- Extract:

━━━

Using a Fake Parent domain to simplify delegations from ARIN?

Chris Buxton cbuxton at menandmice.com
Wed Oct 3 22:42:51 UTC 2007


Yes, this is bad practice, because it has been known to poison the  
cache of resolving name servers. Also, depending on your resolving  
architecture, you might find yourself having trouble looking up PTR  
records in the parts of this reverse zone that you don't own.

Furthermore, it won't work as you intend. When a resolver follows the  
delegation from ARIN for a /24, it's expecting either an answer or a  
delegation further down the namespace tree. The redelegation of the / 
24 that you're talking about will be seen as a lame delegation and  
rejected.

A better solution would be to have your central name servers act as  
slaves for these zones. This allows the local admins to continue to  
control the zone, yet have all the delegations from ARIN point to  
your central servers.

An even better solution would be to implement a management system  
that lets those departmental managers have limited access rights to  
your central servers, allowing them to administer just their own  
zones. This way, you could get rid of the departmental authoritative  
name servers and truly consolidate everything to your centralized  
servers. My company makes such software, and there are competing  
solutions available as well.

━━━

- Listed entries:

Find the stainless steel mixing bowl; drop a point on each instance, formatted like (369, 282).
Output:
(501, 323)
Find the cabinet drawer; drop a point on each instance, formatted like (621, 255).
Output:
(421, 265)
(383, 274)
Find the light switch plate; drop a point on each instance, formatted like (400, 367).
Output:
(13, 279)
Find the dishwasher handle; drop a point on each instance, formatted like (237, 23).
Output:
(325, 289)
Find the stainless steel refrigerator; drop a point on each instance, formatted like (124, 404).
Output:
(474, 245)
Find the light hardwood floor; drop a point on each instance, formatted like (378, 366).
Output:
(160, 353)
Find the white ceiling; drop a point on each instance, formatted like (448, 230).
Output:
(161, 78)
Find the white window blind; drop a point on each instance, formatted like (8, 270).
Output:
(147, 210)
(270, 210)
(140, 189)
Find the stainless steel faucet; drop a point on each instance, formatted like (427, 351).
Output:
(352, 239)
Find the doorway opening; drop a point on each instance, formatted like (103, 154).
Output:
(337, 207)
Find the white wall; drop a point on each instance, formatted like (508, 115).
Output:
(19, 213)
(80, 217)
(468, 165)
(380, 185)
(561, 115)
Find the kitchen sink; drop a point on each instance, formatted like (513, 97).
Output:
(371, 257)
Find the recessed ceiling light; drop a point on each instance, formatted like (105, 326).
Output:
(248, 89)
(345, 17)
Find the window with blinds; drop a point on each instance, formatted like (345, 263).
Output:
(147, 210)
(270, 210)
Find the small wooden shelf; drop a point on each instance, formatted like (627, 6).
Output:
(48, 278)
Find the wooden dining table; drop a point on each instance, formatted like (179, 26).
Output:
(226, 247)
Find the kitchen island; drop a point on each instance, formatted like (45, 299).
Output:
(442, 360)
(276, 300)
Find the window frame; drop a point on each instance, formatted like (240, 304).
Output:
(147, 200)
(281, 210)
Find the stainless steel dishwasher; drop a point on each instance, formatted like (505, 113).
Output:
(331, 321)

━━━

- Directions:
A - Duplicate the DNS delegation post above, starting at "An even better" and ending at "available as well.".
B - Write the next part of the DNS delegation post above, picking up after its final sentence.

- Answers to each task:
A -
An even better solution would be to implement a management system  
that lets those departmental managers have limited access rights to  
your central servers, allowing them to administer just their own  
zones. This way, you could get rid of the departmental authoritative  
name servers and truly consolidate everything to your centralized  
servers. My company makes such software, and there are competing  
solutions available as well.

B -
Chris Buxton
Men & Mice

On Oct 3, 2007, at 2:50 PM, Dylan Ulis wrote:

> I recently began working for a very large company, that has a very
> fragmented IP space.  In the past, many groups in our company got  
> IP space
> directly from ARIN.  Now, things are done through a central office  
> that
> manages IP's (and Reverse DNS).
> The problem is our legacy space that is delegated from ARIN  
> directly to our
> sub-groups.  If someone with the legacy space wants to change DNS  
> servers
> for their Reverse Zones, the change gets processed at 1)the central  
> company
> IP office (for record keeping purposes)  and then 2) ARIN (for the  
> actual
> DNS change).
>
> I am looking to simplify this process so we dont have to go through  
> ARIN for
> every change inside our company.  I would like to change all ARIN
> delegations to point to our main company servers.  Then, create a Fake
> Parent zone on our company's DNS servers, so we can delegate out to  
> the
> groups that actually own the space.  (Below is an example... I'm  
> just using
> private IP space so I dont have to use our real IP's)
>
> Example current ARIN delegations:
> 5.168.192.in-addr.arpa.  IN NS ns1.group1.company.com.
> 15.168.192.in-addr.arpa. IN NS ns1.group2.company.com.
> 25.168.192.in-addr.arpa. IN NS ns1.group3.company.com.
>
> Planned future ARIN delegations:
> 5.168.192.in-addr.arpa.  IN NS ns1.company.com.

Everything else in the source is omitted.